● **ESTRATTO**
**********
Inutile dire quanto ne sia felice e quanta gratitudine serbi per i medici che mi aiutarono, gratuitamente, grazie al sistema sanitario nazionale. Vivere e curarsi in quegli anni è stato durissimo, sia a causa della malattia, di per sé totalizzante, sia per l’enorme senso di solitudine, inettitudine e vergogna che provavo. Emozioni di cui in parte ero responsabile io, perché non di rado mi succedeva di invitarle e coccolarle, ma, altre volte, erano loro a farsi strada dall’esterno finendo per annidarsi dentro di me.

Bulimia significa ‘gran fame’, più propriamente ‘fame da bue’. La lingua ha i suoi perché, vero? Avrete sentito usare l’aggettivo ‘bulimico’ nella sua accezione non letterale: «maschio sessualmente bulimico», «un talk show onnivoro e bulimico», «con un mercato bulimico e una competizione sempre più schiacciante», «la cultura di massa sempre più bulimica e meno esperta», «mass media bulimici»[1], ecc.
**********
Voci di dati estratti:
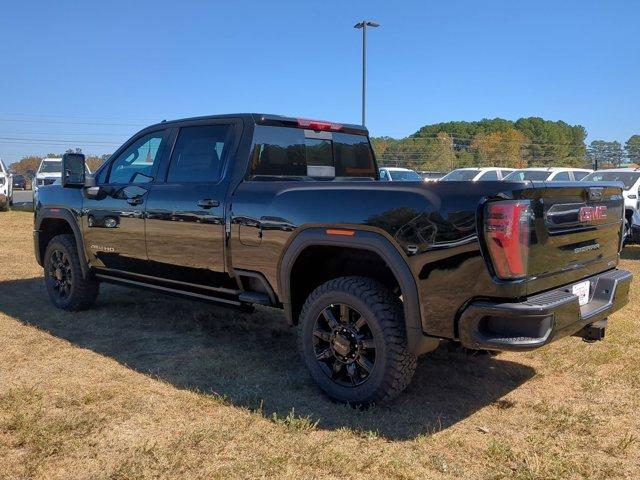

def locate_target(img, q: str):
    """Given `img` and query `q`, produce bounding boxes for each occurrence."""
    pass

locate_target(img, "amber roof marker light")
[327,228,356,237]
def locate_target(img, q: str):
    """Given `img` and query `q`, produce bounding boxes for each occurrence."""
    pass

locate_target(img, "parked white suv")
[0,158,13,210]
[505,167,593,182]
[379,167,422,182]
[439,167,513,182]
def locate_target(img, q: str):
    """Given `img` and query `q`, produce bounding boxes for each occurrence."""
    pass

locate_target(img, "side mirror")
[61,153,86,188]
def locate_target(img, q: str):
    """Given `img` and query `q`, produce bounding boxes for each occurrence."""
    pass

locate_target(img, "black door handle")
[198,198,220,208]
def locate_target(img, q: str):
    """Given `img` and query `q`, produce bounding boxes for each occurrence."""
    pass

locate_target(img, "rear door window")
[249,125,376,180]
[478,170,498,180]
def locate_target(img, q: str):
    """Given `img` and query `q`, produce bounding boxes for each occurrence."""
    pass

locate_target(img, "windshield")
[388,170,422,182]
[583,172,640,190]
[504,170,552,182]
[440,170,478,182]
[40,160,62,173]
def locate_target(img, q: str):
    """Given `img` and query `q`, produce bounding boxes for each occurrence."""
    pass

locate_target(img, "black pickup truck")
[34,114,631,405]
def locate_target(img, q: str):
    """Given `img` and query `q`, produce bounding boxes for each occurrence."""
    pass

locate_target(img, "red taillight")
[484,200,531,279]
[297,118,342,132]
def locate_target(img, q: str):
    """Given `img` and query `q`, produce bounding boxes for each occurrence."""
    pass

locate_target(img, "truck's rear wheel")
[298,276,416,405]
[44,234,99,311]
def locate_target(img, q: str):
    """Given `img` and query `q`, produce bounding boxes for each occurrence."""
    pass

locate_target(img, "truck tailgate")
[527,182,624,295]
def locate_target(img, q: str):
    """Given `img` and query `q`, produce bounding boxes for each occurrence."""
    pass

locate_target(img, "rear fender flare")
[278,227,424,354]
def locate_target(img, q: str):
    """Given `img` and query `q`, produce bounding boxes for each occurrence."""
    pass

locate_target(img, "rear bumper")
[33,230,42,266]
[458,269,633,351]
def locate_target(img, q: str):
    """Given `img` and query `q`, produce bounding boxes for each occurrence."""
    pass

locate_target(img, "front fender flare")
[34,207,89,278]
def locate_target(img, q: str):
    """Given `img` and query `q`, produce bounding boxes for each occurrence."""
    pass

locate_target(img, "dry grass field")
[0,212,640,479]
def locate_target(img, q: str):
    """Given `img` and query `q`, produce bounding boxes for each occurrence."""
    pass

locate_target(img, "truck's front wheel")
[298,276,416,405]
[44,234,99,311]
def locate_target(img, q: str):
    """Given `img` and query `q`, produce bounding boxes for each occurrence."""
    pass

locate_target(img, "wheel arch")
[278,227,425,352]
[35,208,89,277]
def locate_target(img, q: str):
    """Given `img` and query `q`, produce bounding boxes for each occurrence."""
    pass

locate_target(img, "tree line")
[372,117,640,172]
[6,117,640,175]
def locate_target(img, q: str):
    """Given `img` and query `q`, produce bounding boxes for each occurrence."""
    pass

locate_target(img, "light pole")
[353,20,380,127]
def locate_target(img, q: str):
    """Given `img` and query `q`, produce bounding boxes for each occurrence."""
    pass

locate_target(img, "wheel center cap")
[331,331,354,357]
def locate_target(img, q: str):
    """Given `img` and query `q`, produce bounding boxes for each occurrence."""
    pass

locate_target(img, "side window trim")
[96,128,171,185]
[154,117,242,185]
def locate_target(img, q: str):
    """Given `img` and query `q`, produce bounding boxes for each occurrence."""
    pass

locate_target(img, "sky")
[0,0,640,163]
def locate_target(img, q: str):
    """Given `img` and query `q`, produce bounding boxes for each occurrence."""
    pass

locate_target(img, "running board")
[95,273,242,307]
[238,292,271,306]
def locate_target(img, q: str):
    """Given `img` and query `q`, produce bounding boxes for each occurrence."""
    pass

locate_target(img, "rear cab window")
[248,125,377,180]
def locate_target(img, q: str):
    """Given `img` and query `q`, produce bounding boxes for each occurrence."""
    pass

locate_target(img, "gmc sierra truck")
[34,114,631,405]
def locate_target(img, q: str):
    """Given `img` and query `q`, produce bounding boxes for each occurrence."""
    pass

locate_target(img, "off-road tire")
[44,234,100,311]
[298,276,416,407]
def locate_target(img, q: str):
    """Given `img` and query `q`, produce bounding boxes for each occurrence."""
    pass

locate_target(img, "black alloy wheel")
[43,234,100,311]
[298,276,416,407]
[313,303,376,387]
[49,250,73,301]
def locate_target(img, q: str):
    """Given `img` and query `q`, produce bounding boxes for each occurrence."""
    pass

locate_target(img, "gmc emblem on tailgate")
[579,205,607,222]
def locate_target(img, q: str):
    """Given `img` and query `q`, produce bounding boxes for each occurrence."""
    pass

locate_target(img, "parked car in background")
[379,167,422,182]
[418,170,446,182]
[13,174,27,190]
[0,158,13,210]
[582,168,640,243]
[440,167,513,182]
[505,167,593,182]
[32,158,91,204]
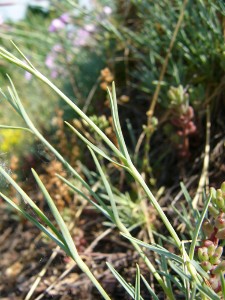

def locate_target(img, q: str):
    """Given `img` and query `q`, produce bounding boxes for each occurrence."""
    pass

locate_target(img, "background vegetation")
[0,0,225,299]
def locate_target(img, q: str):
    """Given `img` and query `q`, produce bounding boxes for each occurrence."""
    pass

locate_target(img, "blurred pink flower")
[84,24,96,32]
[51,70,59,79]
[103,6,112,15]
[48,19,65,32]
[0,15,4,26]
[24,71,32,81]
[73,29,90,46]
[60,13,70,24]
[52,44,63,52]
[45,53,55,69]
**********
● **COMPITI DA SVOLGERE**
1. Elenca tutte le espressioni tra virgolette caporali che l'estratto riporta come esempi dell'uso non letterale dell'aggettivo «bulimico».
2. Ricopia parola per parola la parte dell'estratto che comincia con «Inutile dire quanto» e prosegue fino a «dentro di me.».

● **SOLUZIONI**
1.
«maschio sessualmente bulimico»
«un talk show onnivoro e bulimico»
«con un mercato bulimico e una competizione sempre più schiacciante»
«la cultura di massa sempre più bulimica e meno esperta»
«mass media bulimici»

2.
Inutile dire quanto ne sia felice e quanta gratitudine serbi per i medici che mi aiutarono, gratuitamente, grazie al sistema sanitario nazionale. Vivere e curarsi in quegli anni è stato durissimo, sia a causa della malattia, di per sé totalizzante, sia per l’enorme senso di solitudine, inettitudine e vergogna che provavo. Emozioni di cui in parte ero responsabile io, perché non di rado mi succedeva di invitarle e coccolarle, ma, altre volte, erano loro a farsi strada dall’esterno finendo per annidarsi dentro di me.